● Work to be completed:
From the first line to the last, output the data exactly as it stands, minus its pictures.

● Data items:
——
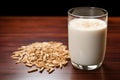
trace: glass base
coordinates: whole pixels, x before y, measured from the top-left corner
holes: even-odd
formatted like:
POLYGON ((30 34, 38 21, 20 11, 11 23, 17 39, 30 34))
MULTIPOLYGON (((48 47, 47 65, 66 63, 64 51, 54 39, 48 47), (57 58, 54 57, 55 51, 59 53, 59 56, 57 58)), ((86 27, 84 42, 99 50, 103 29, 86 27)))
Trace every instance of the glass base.
POLYGON ((77 63, 74 63, 74 62, 71 62, 72 65, 78 69, 81 69, 81 70, 95 70, 97 68, 99 68, 102 63, 99 63, 97 65, 80 65, 80 64, 77 64, 77 63))

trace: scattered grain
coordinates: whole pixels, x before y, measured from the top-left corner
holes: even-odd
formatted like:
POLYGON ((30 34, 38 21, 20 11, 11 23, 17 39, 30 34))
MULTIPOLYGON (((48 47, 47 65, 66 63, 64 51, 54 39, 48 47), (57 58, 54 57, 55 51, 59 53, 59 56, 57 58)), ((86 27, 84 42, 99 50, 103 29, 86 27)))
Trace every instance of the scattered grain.
POLYGON ((21 46, 11 56, 16 63, 24 63, 28 67, 35 66, 35 69, 28 73, 35 72, 38 69, 48 73, 55 70, 55 67, 62 68, 68 63, 70 58, 67 46, 61 42, 35 42, 27 46, 21 46))

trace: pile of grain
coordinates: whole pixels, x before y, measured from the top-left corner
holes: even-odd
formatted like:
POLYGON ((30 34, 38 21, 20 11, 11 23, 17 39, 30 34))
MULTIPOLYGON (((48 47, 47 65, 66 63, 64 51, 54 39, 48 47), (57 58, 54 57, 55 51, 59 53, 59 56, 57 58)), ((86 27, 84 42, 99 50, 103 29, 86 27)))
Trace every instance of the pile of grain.
POLYGON ((16 63, 24 63, 31 69, 28 72, 47 70, 51 73, 55 68, 62 68, 69 61, 67 46, 61 42, 35 42, 27 46, 21 46, 13 52, 16 63), (35 68, 33 68, 35 67, 35 68))

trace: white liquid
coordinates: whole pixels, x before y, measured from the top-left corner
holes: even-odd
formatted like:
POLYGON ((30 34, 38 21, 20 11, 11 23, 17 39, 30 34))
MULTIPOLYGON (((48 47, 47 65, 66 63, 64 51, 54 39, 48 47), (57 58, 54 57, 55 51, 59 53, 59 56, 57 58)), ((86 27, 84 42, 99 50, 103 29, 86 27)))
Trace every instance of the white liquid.
POLYGON ((98 19, 73 19, 68 23, 71 61, 80 65, 96 65, 103 61, 107 24, 98 19))

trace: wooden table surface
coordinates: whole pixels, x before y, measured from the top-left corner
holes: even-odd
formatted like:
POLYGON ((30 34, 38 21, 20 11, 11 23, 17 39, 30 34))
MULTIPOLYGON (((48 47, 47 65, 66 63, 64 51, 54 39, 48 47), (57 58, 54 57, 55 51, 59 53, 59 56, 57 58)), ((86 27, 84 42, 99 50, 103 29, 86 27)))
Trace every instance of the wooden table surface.
POLYGON ((37 41, 59 41, 68 45, 67 17, 1 16, 0 80, 120 80, 120 17, 109 17, 107 51, 101 68, 75 69, 70 61, 62 69, 48 74, 27 73, 28 67, 15 64, 10 57, 18 47, 37 41))

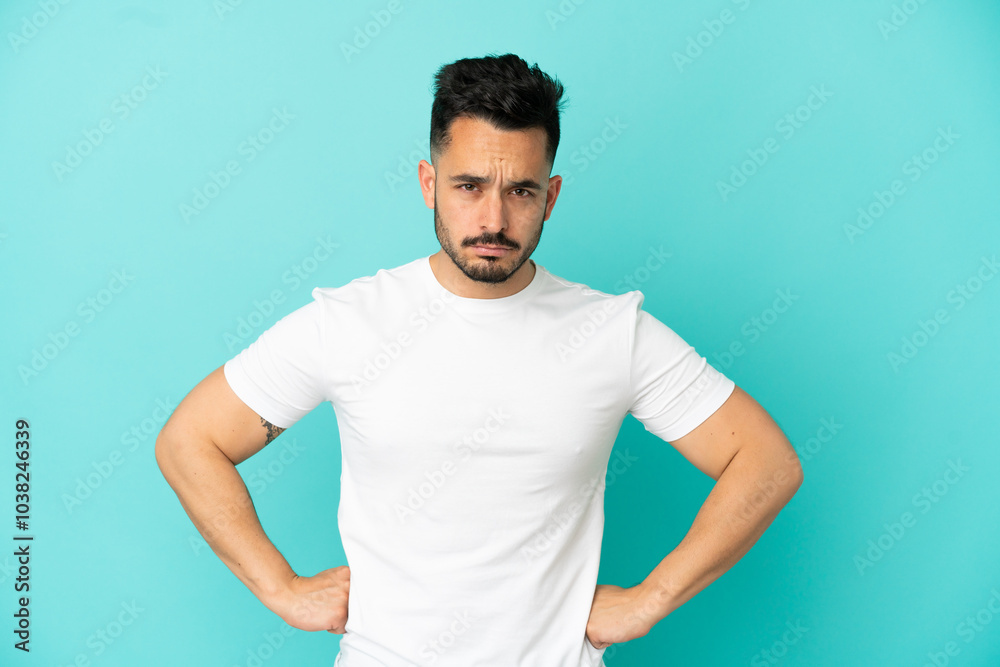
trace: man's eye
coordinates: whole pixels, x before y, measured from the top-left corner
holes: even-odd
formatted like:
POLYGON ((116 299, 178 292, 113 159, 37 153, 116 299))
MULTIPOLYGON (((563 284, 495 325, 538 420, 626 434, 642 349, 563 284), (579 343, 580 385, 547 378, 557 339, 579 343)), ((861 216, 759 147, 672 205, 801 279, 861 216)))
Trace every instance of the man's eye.
MULTIPOLYGON (((462 192, 472 192, 473 190, 476 189, 476 185, 474 183, 462 183, 461 185, 458 186, 458 189, 461 190, 462 192), (471 188, 471 189, 466 189, 466 188, 471 188)), ((514 188, 512 192, 514 192, 517 195, 518 199, 527 199, 532 195, 532 192, 527 188, 514 188)))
——
● Solved problem:
trace: glass base
coordinates: whole pixels, x before y, measured from the top-left corner
holes: even-odd
formatted like:
POLYGON ((30 34, 38 21, 20 11, 11 23, 17 39, 30 34))
MULTIPOLYGON (((48 47, 47 65, 66 63, 64 51, 54 39, 48 47), (57 58, 54 57, 55 51, 59 53, 59 56, 57 58)), ((86 27, 84 42, 99 50, 103 29, 86 27)))
Trace every instance of the glass base.
POLYGON ((77 63, 74 63, 74 62, 71 62, 72 65, 78 69, 81 69, 81 70, 95 70, 97 68, 99 68, 102 63, 99 63, 97 65, 80 65, 80 64, 77 64, 77 63))

trace: scattered grain
coordinates: whole pixels, x before y, measured from the top-left corner
holes: even-odd
formatted like:
POLYGON ((30 34, 38 21, 20 11, 11 23, 17 39, 30 34))
MULTIPOLYGON (((48 47, 47 65, 66 63, 64 51, 54 39, 48 47), (57 58, 54 57, 55 51, 59 53, 59 56, 57 58)), ((86 27, 84 42, 99 50, 103 29, 86 27)))
Trace every instance of the scattered grain.
POLYGON ((21 46, 11 56, 16 63, 24 63, 28 67, 35 66, 35 69, 28 73, 35 72, 38 69, 48 73, 55 70, 55 67, 62 68, 68 63, 70 58, 67 46, 61 42, 35 42, 27 46, 21 46))

trace: pile of grain
coordinates: whole pixels, x before y, measured from the top-left corner
holes: even-odd
formatted like:
POLYGON ((30 34, 38 21, 20 11, 11 23, 17 39, 30 34))
MULTIPOLYGON (((48 47, 47 65, 66 63, 64 51, 54 39, 48 47), (57 58, 54 57, 55 51, 59 53, 59 56, 57 58)), ((86 27, 84 42, 99 50, 103 29, 86 27)))
Trace every instance of the pile of grain.
POLYGON ((16 63, 24 63, 31 69, 28 72, 47 70, 51 73, 55 68, 62 68, 69 61, 67 46, 61 42, 35 42, 27 46, 21 46, 13 52, 16 63), (35 68, 33 68, 35 67, 35 68))

trace: white liquid
coordinates: whole pixels, x before y, measured from the top-left corner
holes: even-odd
formatted like:
POLYGON ((30 34, 38 21, 20 11, 11 23, 17 39, 30 34))
MULTIPOLYGON (((48 47, 47 65, 66 63, 64 51, 54 39, 48 47), (57 58, 54 57, 55 51, 59 53, 59 56, 57 58)), ((86 27, 84 42, 99 50, 103 29, 86 27)))
Trace every instance of the white liquid.
POLYGON ((98 19, 73 19, 68 23, 71 61, 80 65, 96 65, 103 61, 107 24, 98 19))

trace: wooden table surface
coordinates: whole pixels, x before y, measured from the top-left corner
holes: even-odd
formatted like:
POLYGON ((30 34, 38 21, 20 11, 11 23, 17 39, 30 34))
MULTIPOLYGON (((48 47, 47 65, 66 63, 64 51, 54 39, 48 47), (57 58, 54 57, 55 51, 59 53, 59 56, 57 58)), ((86 27, 84 42, 99 50, 103 29, 86 27)))
Trace every instance of the wooden table surface.
POLYGON ((37 41, 59 41, 68 45, 67 17, 1 16, 0 80, 120 80, 120 17, 109 17, 107 51, 101 68, 75 69, 70 61, 62 69, 48 74, 27 73, 28 67, 15 64, 10 57, 18 47, 37 41))

trace: man's eye
coordinates: whole pixels, x before y, measured from the top-left corner
holes: even-odd
formatted like:
POLYGON ((116 299, 178 292, 113 159, 37 153, 116 299))
MULTIPOLYGON (((563 284, 495 325, 538 420, 626 434, 642 349, 563 284), (579 343, 580 385, 547 378, 557 339, 579 343)), ((861 216, 759 147, 672 205, 801 279, 861 216)))
Trace every instance of the man's eye.
MULTIPOLYGON (((462 192, 472 192, 473 190, 476 189, 476 185, 474 183, 462 183, 461 185, 458 186, 458 189, 461 190, 462 192), (471 188, 471 189, 466 189, 466 188, 471 188)), ((514 188, 512 192, 514 192, 517 195, 518 199, 527 199, 532 195, 532 192, 527 188, 514 188)))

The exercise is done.